### Data to process

-.-.-

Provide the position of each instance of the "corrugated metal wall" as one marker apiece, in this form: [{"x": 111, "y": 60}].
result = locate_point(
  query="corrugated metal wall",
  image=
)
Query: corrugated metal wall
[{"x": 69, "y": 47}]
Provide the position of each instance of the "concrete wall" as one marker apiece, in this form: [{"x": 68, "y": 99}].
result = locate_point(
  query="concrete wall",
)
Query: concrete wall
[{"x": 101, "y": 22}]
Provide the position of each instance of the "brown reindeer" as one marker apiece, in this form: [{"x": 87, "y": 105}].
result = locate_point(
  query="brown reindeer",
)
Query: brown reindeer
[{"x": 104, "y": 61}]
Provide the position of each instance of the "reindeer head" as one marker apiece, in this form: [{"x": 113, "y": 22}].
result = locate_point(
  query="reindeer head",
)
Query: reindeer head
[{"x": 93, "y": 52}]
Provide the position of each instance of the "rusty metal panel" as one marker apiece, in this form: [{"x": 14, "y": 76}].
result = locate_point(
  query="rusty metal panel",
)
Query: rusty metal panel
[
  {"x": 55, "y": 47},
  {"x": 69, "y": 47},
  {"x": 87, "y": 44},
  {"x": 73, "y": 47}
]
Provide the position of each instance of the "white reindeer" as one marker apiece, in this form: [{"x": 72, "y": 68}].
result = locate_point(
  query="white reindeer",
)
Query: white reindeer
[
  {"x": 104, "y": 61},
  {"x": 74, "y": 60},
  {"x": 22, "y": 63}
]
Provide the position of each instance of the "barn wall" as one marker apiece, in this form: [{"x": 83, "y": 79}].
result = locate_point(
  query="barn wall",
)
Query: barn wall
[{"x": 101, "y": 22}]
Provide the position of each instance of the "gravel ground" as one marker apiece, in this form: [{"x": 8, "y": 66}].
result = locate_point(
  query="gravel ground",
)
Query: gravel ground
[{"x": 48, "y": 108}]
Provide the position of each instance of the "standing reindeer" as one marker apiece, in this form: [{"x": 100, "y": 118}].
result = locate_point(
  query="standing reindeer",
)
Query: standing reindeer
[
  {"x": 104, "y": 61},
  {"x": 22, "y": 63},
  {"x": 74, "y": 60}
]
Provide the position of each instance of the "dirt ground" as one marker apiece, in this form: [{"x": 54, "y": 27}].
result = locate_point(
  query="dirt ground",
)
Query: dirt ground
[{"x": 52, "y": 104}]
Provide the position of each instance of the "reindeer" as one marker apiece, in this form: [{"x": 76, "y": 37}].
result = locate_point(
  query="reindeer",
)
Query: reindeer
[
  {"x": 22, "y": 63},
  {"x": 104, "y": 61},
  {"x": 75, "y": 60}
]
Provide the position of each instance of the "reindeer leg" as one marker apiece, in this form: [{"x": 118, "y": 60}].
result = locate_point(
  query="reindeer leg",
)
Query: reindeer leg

-.-.-

### Activity
Please write the full listing out again, exactly.

### Final answer
Provide the position of each instance of the "corrugated metal wall" as one marker apiece, in this form: [{"x": 111, "y": 60}].
result = locate_point(
  query="corrugated metal wall",
  image=
)
Query: corrugated metal wall
[{"x": 69, "y": 47}]
Provide the position of each instance of the "concrete wall" as one marker apiece, in this form: [{"x": 68, "y": 99}].
result = locate_point(
  query="concrete wall",
)
Query: concrete wall
[{"x": 101, "y": 22}]
Provide the position of each instance of the "brown reindeer" as one marker apiece, in this form: [{"x": 87, "y": 105}].
result = locate_point(
  query="brown reindeer",
)
Query: brown reindeer
[{"x": 104, "y": 61}]
Provide the position of each instance of the "reindeer head" as one marker apiece, in this form: [{"x": 113, "y": 22}].
result = locate_point(
  query="reindeer head",
)
Query: reindeer head
[{"x": 93, "y": 52}]
Provide the position of each instance of the "rusty metal panel" as one marker apiece, in this form: [{"x": 14, "y": 76}].
result = locate_point(
  query="rusty metal panel",
)
Query: rusty metal panel
[
  {"x": 55, "y": 47},
  {"x": 69, "y": 47},
  {"x": 87, "y": 44},
  {"x": 73, "y": 47}
]
Provide the position of each instance of the "white reindeer" as one marker apiece, in this form: [{"x": 72, "y": 68}].
result = locate_point(
  query="white reindeer",
)
Query: white reindeer
[
  {"x": 104, "y": 61},
  {"x": 74, "y": 60},
  {"x": 22, "y": 63}
]
Provide the position of each instance of the "barn wall" as one marker apiece, in this form: [{"x": 83, "y": 79}].
result = locate_point(
  query="barn wall",
)
Query: barn wall
[{"x": 101, "y": 22}]
Provide the position of each instance of the "gravel ground" as one marker apiece, in this form: [{"x": 8, "y": 66}].
result = locate_point(
  query="gravel ground",
)
Query: gravel ground
[{"x": 48, "y": 108}]
Provide the position of each instance of the "standing reindeer" as one marker apiece, in this form: [{"x": 100, "y": 118}].
result = locate_point(
  query="standing reindeer",
)
Query: standing reindeer
[
  {"x": 104, "y": 61},
  {"x": 22, "y": 63},
  {"x": 74, "y": 60}
]
Provide the position of each instance of the "dirt ground" as one marker apiece, in this form: [{"x": 54, "y": 27}].
result = locate_point(
  query="dirt ground",
)
Query: dirt ground
[{"x": 52, "y": 104}]
Provide the position of each instance of the "reindeer" as one marker apiece, in this form: [{"x": 76, "y": 37}].
result = locate_point(
  query="reindeer",
)
Query: reindeer
[
  {"x": 22, "y": 63},
  {"x": 104, "y": 61},
  {"x": 75, "y": 60}
]
Provide the position of each instance of the "reindeer leg" as one marker apiece, in this form: [{"x": 118, "y": 60}].
result = locate_point(
  query="reindeer leg",
)
Query: reindeer leg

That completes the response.